# Set problem A
Rewrite every line of the entries from the line containing "of the house" through the line containing "[[741, 652]]", both included, raising each coordinate in their answers by 60 and keeping all other wording unchanged.

# Reading text
□ □ □ □ □

If people are used to working in applications such as Word or Outlook, adding in an intranet can be seen as an obstacle to getting their work done so he is now devising ways where important information from the intranet can be surfaced in the applications his lawyers are using.
This is a point that Global Change & Communications Manager of Herbert Smith Freehills LLP, Rob Stone agrees with: “If staff are not accessing the information or tools via the new intranet and the traffic is low, they must still be accessing it through the old channels.”
So, it is very important therefore to ensure that you speak to users in great detail to find out their needs and use cases before implementing a build. But what intranet users want and what they need are two very different things.
Deborah Swarts, Professional Support Lawyer at Mills & Reeve LLP commented that often big law firms believe they need an all-singing, all-dancing intranet but often the smaller law firms are the ones getting their strategies right, only building what they need so it is overall more successful and targeted.
Paul Jenkins agrees, seeing the intranet not as a single, amorphous mass but breaking it down into the very small components of what it is – a finance process; a document management system; a people directory etc., and then initiating campaigns to promote the discrete functions.
Monitor and analyse
“If the intranet is the best place to go for particular information, we’ve prevented people from accessing this information in any other way.” Deborah Swarts, Professional Support Lawyer, Mills & Reeve LLP
Seen as the central source of information, the intranet is often used as a document and knowledge repository. But how do businesses ensure that their staff are accessing the most up to date and relevant information and not referring back to saved documents on their desktops or personal folders?
Matt Hindle, Browne Jacobson’s internal communications manager is trying to solve this problem by introducing dashboards and integrating his company intranet with other systems for one source of truth. The key is to continually monitor and analyse how people are using the intranet, where they are going and what they are doing, and then training and encouraging best practice on the use of document management.
Trowers and Hamlins LLP’s Anthony Callan agrees that for a lot of their fee-earners, it’s a matter of training and getting them to learn how to search for documents which is central to good adoption rates. Nominating intranet champions to deliver this training to the rest of the business is a great way of achieving adoption success.
Gamification, explains Kate Ewings, Head of Business Development and Marketing at Memery Crystal LLP has been central to the adoption of other technologies in the organisation such as the CRM. Drawing on people’s inherent competitive nature has seen many internal teams engage more with technologies as an opportunity to be seen as informed as everybody else.
Start from the bottom up?
In contrast to senior level buy-in, often it is new joiners to an organisation, or trainees who carve the way to successful intranet adoption.
Natasha Wiggins, Marketing Executive from Farrer & Co begun her intranet adoption programme with new starters and trainees and their level of engagement then prompted associates to use the system more. “Fear of missing out” then led to longer-term staff deciding to get to grips with the system themselves.
But every organisation is different and a company’s culture can determine the habits, good or bad, that new joiners will pick up.
Sally Roberts, a consultant at 3Kites Consulting rationalised how the younger, more digital-savvy generation is used to digital being easy in their personal lives, but the nature of practice management isn’t so easy and thus adoption of systems that deal with this isn’t as instant and gratifying as they would like. It’s important to make processes as simple and easy as possible. If tools and systems don’t make your working life easier, what is the point in using them?
A simple user experience
Oftentimes an intranet homepage can try and do too much. With lots of departments wanting their messaging front and centre, how do you make the overall experience as intuitive as possible?

□ □ □ □ □

# Extracted data
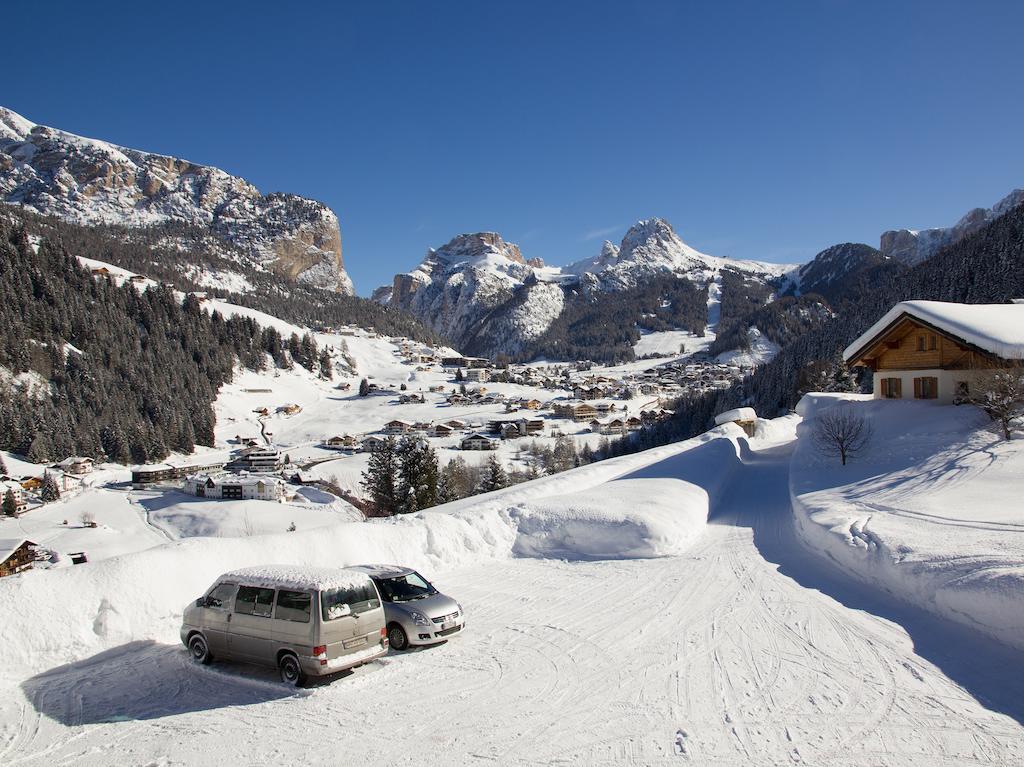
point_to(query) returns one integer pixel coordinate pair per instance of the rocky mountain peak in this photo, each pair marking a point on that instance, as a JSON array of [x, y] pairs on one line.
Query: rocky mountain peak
[[913, 246], [89, 181], [474, 246]]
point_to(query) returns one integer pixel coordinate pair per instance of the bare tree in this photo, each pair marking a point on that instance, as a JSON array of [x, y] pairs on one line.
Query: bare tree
[[999, 393], [841, 431]]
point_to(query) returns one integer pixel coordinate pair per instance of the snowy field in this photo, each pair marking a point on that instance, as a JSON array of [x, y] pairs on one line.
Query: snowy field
[[931, 513], [608, 623]]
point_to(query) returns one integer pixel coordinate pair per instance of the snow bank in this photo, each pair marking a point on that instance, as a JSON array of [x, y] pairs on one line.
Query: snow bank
[[930, 514], [635, 506]]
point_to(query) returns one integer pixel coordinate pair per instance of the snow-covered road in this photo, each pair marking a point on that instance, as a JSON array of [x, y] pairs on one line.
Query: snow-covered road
[[740, 652]]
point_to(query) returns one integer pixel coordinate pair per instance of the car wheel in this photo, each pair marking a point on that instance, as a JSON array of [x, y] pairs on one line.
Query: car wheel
[[291, 672], [396, 637], [199, 650]]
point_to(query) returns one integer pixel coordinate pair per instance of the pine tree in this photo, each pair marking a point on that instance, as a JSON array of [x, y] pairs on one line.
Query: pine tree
[[379, 478], [494, 476], [50, 492]]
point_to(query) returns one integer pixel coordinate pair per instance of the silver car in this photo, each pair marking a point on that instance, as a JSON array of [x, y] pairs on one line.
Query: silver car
[[416, 612]]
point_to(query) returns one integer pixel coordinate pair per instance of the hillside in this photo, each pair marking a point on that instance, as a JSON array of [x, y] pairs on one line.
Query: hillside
[[90, 181]]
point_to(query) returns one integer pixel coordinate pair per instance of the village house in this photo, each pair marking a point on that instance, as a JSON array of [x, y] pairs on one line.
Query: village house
[[15, 489], [16, 555], [77, 465], [255, 460], [373, 443], [233, 486], [933, 349], [342, 442], [744, 418], [477, 441], [441, 430]]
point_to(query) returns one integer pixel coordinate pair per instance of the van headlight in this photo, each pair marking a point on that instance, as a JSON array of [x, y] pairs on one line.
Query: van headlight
[[419, 619]]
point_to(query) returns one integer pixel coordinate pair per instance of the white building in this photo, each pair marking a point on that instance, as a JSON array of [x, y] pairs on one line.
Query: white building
[[235, 486]]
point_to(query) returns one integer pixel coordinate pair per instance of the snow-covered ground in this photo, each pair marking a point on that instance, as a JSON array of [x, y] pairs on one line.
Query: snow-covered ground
[[930, 512], [602, 629]]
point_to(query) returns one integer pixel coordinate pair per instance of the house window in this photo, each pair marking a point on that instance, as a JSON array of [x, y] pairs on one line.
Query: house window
[[892, 388], [926, 387]]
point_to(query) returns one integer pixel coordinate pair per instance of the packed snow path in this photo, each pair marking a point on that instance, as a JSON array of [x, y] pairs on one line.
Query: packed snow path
[[741, 652]]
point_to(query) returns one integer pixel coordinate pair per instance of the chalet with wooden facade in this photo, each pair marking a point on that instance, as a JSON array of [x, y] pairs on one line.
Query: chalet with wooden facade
[[16, 555], [931, 349]]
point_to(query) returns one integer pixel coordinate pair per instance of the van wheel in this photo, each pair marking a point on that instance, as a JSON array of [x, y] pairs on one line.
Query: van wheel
[[291, 672], [396, 637], [199, 649]]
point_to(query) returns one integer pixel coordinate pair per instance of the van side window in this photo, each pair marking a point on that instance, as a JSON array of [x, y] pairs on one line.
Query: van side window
[[220, 596], [254, 601], [293, 605]]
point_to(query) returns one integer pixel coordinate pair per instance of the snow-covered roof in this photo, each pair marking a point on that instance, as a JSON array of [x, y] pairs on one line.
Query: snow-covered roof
[[995, 328], [737, 414], [293, 577], [9, 545]]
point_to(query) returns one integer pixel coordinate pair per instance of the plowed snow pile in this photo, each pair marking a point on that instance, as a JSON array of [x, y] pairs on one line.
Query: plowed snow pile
[[930, 512]]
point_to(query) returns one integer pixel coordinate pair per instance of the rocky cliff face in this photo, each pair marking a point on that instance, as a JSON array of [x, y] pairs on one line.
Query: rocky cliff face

□ □ □ □ □

# Set problem B
For each statement below, say yes or no to whether it agrees with the intranet adoption text, and quote the words of the text that decide it: (i) Natasha Wiggins began her intranet adoption programme with new starters and trainees. (ii) Anthony Callan works at Mills & Reeve LLP. (iii) Kate Ewings names the CRM as a technology whose adoption gamification was central to.

# Complete answer A
point_to(query) returns one integer pixel coordinate pair per instance of the house window in this photo, each pair marking a point on that instance, as a JSON array of [x, y] pairs on one line.
Query: house window
[[952, 448], [986, 447]]
point_to(query) returns one integer pixel coordinate pair per instance of the packed snow path in this photo, each pair marking a point on that instance, as a JSON array of [x, y] pairs on one line.
Query: packed snow path
[[801, 712]]

# Complete answer B
(i) Yes: "begun her intranet adoption programme with new starters and trainees"
(ii) No: "Trowers and Hamlins LLP’s Anthony Callan"
(iii) Yes: "has been central to the adoption of other technologies in the organisation such as the CRM"